Image point grounding data
━━━━━━━━

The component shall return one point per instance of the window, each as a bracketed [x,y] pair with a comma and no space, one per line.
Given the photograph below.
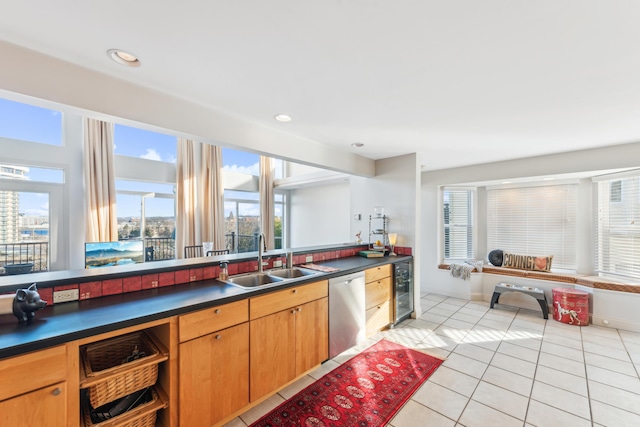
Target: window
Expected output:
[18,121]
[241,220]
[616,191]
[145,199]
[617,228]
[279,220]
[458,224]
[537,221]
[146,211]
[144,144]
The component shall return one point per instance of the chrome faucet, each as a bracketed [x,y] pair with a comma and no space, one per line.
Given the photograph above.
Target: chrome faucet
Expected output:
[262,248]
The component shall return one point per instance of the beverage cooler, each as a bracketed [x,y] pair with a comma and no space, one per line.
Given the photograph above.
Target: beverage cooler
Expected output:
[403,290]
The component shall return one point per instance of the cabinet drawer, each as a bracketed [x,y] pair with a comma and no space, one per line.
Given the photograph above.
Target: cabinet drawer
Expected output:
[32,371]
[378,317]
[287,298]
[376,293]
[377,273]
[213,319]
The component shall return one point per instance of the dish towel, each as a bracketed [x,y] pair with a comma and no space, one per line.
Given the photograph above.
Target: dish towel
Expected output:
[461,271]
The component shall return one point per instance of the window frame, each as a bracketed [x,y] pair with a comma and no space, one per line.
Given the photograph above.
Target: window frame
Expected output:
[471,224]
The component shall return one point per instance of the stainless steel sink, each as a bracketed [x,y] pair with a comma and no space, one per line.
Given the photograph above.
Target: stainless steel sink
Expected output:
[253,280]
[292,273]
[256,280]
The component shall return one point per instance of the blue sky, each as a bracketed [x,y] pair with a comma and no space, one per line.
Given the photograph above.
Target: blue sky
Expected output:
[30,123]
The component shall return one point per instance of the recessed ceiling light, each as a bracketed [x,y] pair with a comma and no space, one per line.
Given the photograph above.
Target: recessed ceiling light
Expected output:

━━━━━━━━

__ACTIVITY__. In the entries above, find each line with "towel" and list it.

__SOLUTION BELOW__.
The component shall return one point per instance of the dish towel, each as a bracketed [x,y] pair with a comma and no space, one per line.
Target: dish towel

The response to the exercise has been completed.